* [Exercise input]
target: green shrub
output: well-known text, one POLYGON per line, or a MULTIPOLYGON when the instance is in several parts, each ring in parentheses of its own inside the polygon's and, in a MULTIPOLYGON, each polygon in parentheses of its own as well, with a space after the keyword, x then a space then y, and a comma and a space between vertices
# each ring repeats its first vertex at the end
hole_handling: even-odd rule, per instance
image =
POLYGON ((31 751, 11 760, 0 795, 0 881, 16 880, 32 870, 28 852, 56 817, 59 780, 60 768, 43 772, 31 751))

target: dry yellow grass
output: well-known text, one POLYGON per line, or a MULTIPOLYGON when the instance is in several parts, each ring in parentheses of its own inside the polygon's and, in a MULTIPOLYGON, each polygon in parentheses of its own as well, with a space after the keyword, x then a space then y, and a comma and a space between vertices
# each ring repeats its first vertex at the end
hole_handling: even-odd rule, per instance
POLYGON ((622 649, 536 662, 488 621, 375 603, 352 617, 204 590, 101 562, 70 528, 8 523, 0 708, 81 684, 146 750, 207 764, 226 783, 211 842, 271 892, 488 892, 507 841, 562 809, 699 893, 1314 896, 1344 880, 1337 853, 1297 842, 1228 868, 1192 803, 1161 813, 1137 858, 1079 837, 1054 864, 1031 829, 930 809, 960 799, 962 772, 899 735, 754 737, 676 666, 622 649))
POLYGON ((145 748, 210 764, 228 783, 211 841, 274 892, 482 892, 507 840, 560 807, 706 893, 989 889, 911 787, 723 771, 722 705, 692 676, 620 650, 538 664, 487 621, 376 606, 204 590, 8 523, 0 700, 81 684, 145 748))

* [What is required] Rewrite the records above, substituting "nonzero winding rule" for each occurrence of "even-odd rule" and leaving everything else untouched.

* [Answer for this exercise]
target: green shrub
output: well-known text, one POLYGON per line, or a MULTIPOLYGON when the instance is in several parts, each ring in parentheses of its own inside the polygon's and, in a MULTIPOLYGON, each polygon in parentheses of its own as well, with a space after the keyword, x then a space then y, and a comma and a space between vertices
# each ring repeats its first vertex at the end
hole_handling: nonzero winding rule, per instance
image =
POLYGON ((31 751, 11 760, 0 795, 0 881, 16 880, 32 870, 28 852, 56 817, 59 780, 60 768, 43 772, 31 751))

target: dry yellow grass
output: well-known text, one POLYGON per line, or a MULTIPOLYGON when the instance is in several parts, each ring in parentheses of its own inside the polygon's and, in a MULTIPOLYGON, each polygon in parentheses of its own as well, with a space after the keyword, x then a space then y, and a comma and a space between vertices
# each ring repeats its first vertex at the end
hole_handling: nonzero winding rule, per instance
POLYGON ((622 649, 536 662, 488 621, 375 603, 352 617, 204 590, 101 562, 70 528, 8 523, 0 708, 81 684, 146 750, 207 764, 226 783, 211 842, 271 892, 488 892, 507 841, 562 809, 699 893, 1314 896, 1344 880, 1337 853, 1297 842, 1228 868, 1192 803, 1161 813, 1137 858, 1079 837, 1054 864, 1031 829, 930 809, 960 799, 962 772, 899 735, 754 737, 676 666, 622 649))
POLYGON ((145 748, 210 764, 228 783, 211 841, 274 892, 482 892, 507 840, 560 807, 706 893, 989 889, 911 787, 723 771, 722 705, 692 676, 620 650, 538 664, 487 621, 376 606, 204 590, 8 523, 0 700, 81 684, 145 748))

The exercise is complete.